Work instructions: Transcribe only what runs from the line including "positive clicks: (528, 210) (496, 212)" through the last line of the entries, exactly as it appears.

+++ Provided data +++

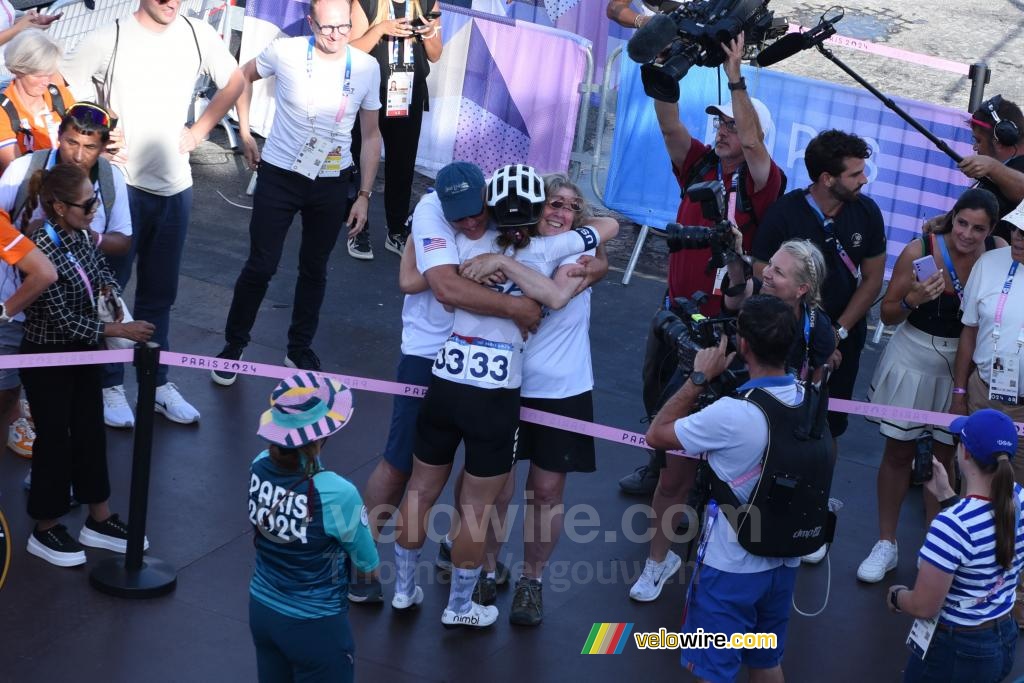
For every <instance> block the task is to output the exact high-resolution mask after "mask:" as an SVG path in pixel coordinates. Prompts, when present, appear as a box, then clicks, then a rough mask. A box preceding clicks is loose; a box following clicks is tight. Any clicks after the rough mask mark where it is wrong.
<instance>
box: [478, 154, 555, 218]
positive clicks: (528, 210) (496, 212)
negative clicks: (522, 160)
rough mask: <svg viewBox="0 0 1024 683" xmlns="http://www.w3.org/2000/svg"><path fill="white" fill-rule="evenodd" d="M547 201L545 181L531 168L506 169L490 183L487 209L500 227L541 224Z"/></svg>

+++

Finished task:
positive clicks: (528, 210) (496, 212)
negative clicks: (522, 160)
rough mask: <svg viewBox="0 0 1024 683" xmlns="http://www.w3.org/2000/svg"><path fill="white" fill-rule="evenodd" d="M547 201L545 181L531 168L506 169L490 183L487 209L500 227L541 224Z"/></svg>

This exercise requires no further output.